(Saved entries)
========

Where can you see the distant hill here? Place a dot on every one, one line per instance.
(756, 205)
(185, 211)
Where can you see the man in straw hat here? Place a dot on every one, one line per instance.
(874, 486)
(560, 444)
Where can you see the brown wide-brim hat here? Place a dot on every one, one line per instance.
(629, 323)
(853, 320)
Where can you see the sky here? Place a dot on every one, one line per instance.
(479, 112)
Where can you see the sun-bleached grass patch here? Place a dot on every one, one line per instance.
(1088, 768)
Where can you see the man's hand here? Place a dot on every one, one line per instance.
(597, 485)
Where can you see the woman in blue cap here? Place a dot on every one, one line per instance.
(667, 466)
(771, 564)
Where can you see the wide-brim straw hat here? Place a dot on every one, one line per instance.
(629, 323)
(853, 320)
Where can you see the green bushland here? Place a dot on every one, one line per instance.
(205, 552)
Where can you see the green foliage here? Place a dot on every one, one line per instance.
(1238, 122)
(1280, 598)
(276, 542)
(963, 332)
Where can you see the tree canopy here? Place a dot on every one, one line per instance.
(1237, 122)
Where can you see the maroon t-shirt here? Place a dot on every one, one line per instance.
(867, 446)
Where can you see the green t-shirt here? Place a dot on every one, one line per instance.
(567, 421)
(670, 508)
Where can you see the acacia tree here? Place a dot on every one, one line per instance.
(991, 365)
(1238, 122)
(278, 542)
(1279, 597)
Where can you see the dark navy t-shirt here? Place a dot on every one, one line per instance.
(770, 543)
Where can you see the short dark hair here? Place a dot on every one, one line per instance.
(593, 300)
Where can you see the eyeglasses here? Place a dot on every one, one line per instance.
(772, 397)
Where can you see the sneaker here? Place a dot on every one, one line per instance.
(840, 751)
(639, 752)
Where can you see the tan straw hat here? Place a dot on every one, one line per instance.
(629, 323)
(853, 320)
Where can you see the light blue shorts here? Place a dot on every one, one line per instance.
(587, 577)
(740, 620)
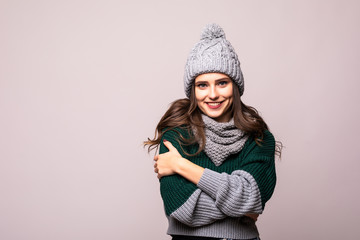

========

## WORK REQUIRED:
All the records above need to be given again word for word. Skip the pictures.

## REPLY:
Where can you see the distant hill here? Place a dot on every one, one line per instance.
(756, 205)
(185, 211)
Where can you see the man in straw hat here? Place a dot on every one, one line per instance.
(874, 486)
(560, 444)
Where can you see the brown wide-brim hat here? Place a dot on every one, one line per instance.
(629, 323)
(853, 320)
Where can you see the sky here? Place a dot on every one, one line per instance.
(479, 112)
Where can you see the sun-bleached grass patch here? Place a dot on every one, one line per instance.
(1088, 768)
Where can you see the man's hand here? Place a dot on every one, one line per instance.
(597, 485)
Where can you see the woman in blue cap here? Place a dot on every one, one line per instance.
(667, 466)
(771, 564)
Where can you see the wide-brim straw hat here? Place a dot on every one, one line per instance.
(629, 323)
(853, 320)
Where can you see the green bushland here? Place a dot on every one, one line per instance.
(205, 552)
Where can you see the green foliage here? Place a dot on every one, one line per instance.
(1238, 122)
(1280, 598)
(276, 542)
(963, 332)
Where can you see the tree canopy here? Place a dot on every one, one line per instance.
(1237, 122)
Where can you see the maroon t-shirt here? Place a dot on every one, one line per instance.
(867, 446)
Where can you see the green t-shirt here? Place a dot on every one, one line per instance.
(567, 421)
(670, 508)
Where can you see the acacia tree here? Place a dot on every one, one line per instance.
(991, 365)
(1238, 122)
(278, 542)
(1279, 597)
Where can you see the dark navy t-shirt here? Place a dot on every one, one line per instance.
(770, 543)
Where can you see the short dark hair here? Place a dot on every one, one line per instance.
(593, 300)
Where can you see the eyeglasses here? Place a dot on every one, one line per instance.
(772, 397)
Where can you see the sneaker here? Place a dot on every one, one line per instance.
(840, 751)
(639, 752)
Where can you see the tan straw hat here? Place a dot on every one, one line per instance.
(629, 323)
(853, 320)
Where can you see the light blue shorts here? Place a dot on every one, one line per instance.
(587, 577)
(740, 620)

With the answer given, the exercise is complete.